*** 原文节选

量化也就那么回事吧

import os.path
import pandas as pd
from tqdm import tqdm
import glob
from paddlets.datasets import TSDataset
from paddlets.transform import StandardScaler
from paddlets.models.forecasting import MLPRegressor, NHiTSModel, RNNBlockRegressor
from paddlets.ensemble import WeightingEnsembleForecaster
import numpy as np

# 创建结果文件夹
result_center = "forecasting_all_result_center"
model_center = "model_forecasting_center_2048_a_b"
# 读取所有CSV文件路径
csv_paths = glob.glob(os.path.join("./tu_share_data_day", "*.csv"))
sum_dam_data = []

# 函数：处理特征中的 NaN 和 inf
def handle_nan_and_inf(data):
    data = data.ffill().fillna(0)
    data.replace([np.inf, -np.inf], np.nan, inplace=True)
    data.ffill(inplace=True)
    data.fillna(0, inplace=True)
    return data

# 函数：计算特征
def calculate_features(data):
    data['MA5'] = data['close'].rolling(window=5).mean()
    data['MA10'] = data['close'].rolling(window=10).mean()
    data['MA20'] = data['close'].rolling(window=20).mean()
    
    data['EMA12'] = data['close'].ewm(span=12, adjust=False).mean()
    data['EMA26'] = data['close'].ewm(span=26, adjust=False).mean()
    
    data['Volatility_5'] = data['close'].rolling(window=5).std()
    data['Volatility_10'] = data['close'].rolling(window=10).std()
    
    data['Volume_MA5'] = data['vol'].rolling(window=5).mean()
    data['Volume_Change_Rate'] = data['vol'].pct_change()
    
    delta = data['close'].diff()
    gain = delta.where(delta > 0, 0)
    loss = -delta.where(delta < 0, 0)
    average_gain = gain.rolling(window=14).mean()
    average_loss = loss.rolling(window=14).mean()
    rs = average_gain / average_loss
    data['RSI14'] = 100 - (100 / (1 + rs))
    
    data['Momentum_3'] = data['close'].diff(3)
    data['Momentum_7'] = data['close'].diff(7)

******
*** 数据部分

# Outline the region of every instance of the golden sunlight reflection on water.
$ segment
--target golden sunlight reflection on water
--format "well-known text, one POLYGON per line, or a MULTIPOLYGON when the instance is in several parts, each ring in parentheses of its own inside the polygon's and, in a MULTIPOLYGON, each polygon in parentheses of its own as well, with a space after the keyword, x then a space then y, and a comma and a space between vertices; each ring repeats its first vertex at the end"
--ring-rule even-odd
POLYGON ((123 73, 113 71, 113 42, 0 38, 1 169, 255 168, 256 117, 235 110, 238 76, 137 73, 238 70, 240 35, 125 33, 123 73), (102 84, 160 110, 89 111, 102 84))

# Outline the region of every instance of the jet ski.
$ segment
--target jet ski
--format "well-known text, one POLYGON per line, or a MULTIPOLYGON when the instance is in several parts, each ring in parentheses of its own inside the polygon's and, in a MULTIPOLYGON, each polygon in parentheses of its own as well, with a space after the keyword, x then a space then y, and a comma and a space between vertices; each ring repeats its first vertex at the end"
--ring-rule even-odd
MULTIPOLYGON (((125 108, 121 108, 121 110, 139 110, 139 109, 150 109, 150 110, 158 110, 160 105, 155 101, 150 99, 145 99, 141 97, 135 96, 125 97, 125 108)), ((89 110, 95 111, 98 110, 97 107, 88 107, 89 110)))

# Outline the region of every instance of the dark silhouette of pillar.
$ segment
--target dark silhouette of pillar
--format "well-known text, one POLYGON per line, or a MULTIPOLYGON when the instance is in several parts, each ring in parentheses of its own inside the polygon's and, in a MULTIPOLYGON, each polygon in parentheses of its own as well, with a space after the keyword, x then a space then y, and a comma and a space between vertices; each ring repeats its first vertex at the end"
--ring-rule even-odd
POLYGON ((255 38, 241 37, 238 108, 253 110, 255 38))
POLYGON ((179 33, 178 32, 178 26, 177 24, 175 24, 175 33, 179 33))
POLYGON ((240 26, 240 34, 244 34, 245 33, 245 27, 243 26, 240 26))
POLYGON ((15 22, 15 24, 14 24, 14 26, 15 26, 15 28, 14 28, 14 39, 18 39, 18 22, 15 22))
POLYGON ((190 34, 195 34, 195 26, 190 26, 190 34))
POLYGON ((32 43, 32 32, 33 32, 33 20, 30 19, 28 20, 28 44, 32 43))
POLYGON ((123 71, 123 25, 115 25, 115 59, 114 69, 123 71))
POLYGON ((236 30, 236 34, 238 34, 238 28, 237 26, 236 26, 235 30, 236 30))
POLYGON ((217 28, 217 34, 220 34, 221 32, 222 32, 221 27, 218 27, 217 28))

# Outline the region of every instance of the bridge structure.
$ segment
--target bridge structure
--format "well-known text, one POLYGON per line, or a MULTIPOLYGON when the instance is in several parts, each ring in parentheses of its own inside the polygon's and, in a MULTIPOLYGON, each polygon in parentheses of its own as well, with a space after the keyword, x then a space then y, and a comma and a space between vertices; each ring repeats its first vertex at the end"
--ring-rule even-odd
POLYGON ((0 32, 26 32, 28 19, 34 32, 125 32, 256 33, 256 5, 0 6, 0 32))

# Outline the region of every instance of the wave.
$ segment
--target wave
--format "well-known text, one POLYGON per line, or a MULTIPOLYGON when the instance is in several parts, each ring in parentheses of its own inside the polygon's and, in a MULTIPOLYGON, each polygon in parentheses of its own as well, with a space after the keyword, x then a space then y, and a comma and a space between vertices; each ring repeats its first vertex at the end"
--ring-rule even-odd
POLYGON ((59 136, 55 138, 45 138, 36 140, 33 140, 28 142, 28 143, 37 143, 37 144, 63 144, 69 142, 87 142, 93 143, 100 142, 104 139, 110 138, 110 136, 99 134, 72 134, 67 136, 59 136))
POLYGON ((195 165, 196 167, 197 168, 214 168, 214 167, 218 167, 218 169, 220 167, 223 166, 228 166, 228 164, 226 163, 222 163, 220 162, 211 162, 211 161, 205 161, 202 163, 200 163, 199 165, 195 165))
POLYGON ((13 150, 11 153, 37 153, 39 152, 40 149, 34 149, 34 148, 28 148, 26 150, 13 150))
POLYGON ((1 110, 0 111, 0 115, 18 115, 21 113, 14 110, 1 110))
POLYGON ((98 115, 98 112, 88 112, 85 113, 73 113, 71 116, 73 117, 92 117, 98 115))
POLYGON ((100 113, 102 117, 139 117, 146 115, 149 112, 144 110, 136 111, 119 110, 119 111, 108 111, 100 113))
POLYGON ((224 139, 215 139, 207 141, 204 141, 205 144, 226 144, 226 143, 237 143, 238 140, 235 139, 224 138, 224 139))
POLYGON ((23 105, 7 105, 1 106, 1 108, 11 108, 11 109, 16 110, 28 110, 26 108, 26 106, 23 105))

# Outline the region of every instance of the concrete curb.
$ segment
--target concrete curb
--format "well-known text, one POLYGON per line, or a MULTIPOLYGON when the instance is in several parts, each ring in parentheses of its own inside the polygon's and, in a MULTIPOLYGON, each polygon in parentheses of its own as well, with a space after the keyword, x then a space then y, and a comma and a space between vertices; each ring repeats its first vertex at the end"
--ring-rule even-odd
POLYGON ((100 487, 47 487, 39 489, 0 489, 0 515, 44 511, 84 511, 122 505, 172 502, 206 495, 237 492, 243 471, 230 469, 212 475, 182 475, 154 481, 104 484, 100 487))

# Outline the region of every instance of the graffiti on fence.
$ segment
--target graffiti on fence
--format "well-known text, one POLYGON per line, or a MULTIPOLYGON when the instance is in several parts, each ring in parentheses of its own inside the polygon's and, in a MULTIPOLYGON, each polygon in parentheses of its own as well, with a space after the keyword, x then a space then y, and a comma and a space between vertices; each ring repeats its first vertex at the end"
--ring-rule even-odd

******

接着往下写前面那段量化特征计算代码，从它最后一行之后开始续写。

    data['Middle_Band'] = data['close'].rolling(window=20).mean()
    data['Upper_Band'] = data['Middle_Band'] + 2 * data['close'].rolling(window=20).std()
    data['Lower_Band'] = data['Middle_Band'] - 2 * data['close'].rolling(window=20).std()
    
    data = handle_nan_and_inf(data)
    return data




# 创建和训练模型
nhits_params = {
    'sampling_stride': 8,
    'eval_metrics': ["mse", "mae"],
    'batch_size': 32,
    'max_epochs': 100,
    'patience': 10
}
rnn_params = {
    'sampling_stride': 8,
    'eval_metrics': ["mse", "mae"],
    'batch_size': 32,
    'max_epochs': 100,
    'patience': 10,
}
mlp_params = {
    'sampling_stride': 8,
    'eval_metrics': ["mse", "mae"],
    'batch_size': 32,
    'max_epochs': 100,
    'patience': 10,
    'use_bn': True,
}

reg = WeightingEnsembleForecaster(
    in_chunk_len=64,
    out_chunk_len=1,
    skip_chunk_len=0,
    estimators=[(NHiTSModel, nhits_params), (RNNBlockRegressor, rnn_params), (MLPRegressor, mlp_params)]
)

reg = reg.load(os.path.join(model_center, "low_high"))
# predicted = reg.recursive_predict(valid_tsdataset, 3)

# 遍历每个CSV文件
for csv_path in tqdm(csv_paths):
    new_data = pd.read_csv(csv_path)
    
    # 确保数据列是数值类型
    new_data[['open', 'high', 'low', 'close', 'pre_close', 'change', 'pct_chg', 'vol', 'amount']] = \
        new_data[['open', 'high', 'low', 'close', 'pre_close', 'change', 'pct_chg', 'vol', 'amount']].apply(pd.to_numeric, errors='coerce')
    
    if len(new_data) < 4096:
        continue

    new_data = new_data.iloc[::-1]  # 反转数据顺序
    new_data = new_data[-4096:-128]

    # 构建新的索引
    new_data['index_new'] = range(1, len(new_data) + 1)

    # 计算特征
    new_data = calculate_features(new_data)

    sum_dam_data.append(new_data)

# 合并所有数据
dam_data = pd.concat(sum_dam_data)
dam_data.reset_index(drop=True, inplace=True)

# 构建训练数据集
dataset = TSDataset.load_from_dataframe(
    dam_data,
    group_id='ts_code',
    time_col="index_new",
    target_cols=['open', 'high', 'low', 'close', 'pre_close', 'change', 'pct_chg', 'MA5', 'MA10', 'MA20', 
                 'EMA12', 'EMA26', 'Volatility_5', 'Volatility_10', 'Volume_MA5', 'Volume_Change_Rate', 
                 'RSI14', 'Momentum_3', 'Momentum_7', 'Middle_Band', 'Upper_Band', 'Lower_Band']
)

# 验证集数据处理
sum_dam_data = []
for csv_path in tqdm(csv_paths):
    new_data = pd.read_csv(csv_path)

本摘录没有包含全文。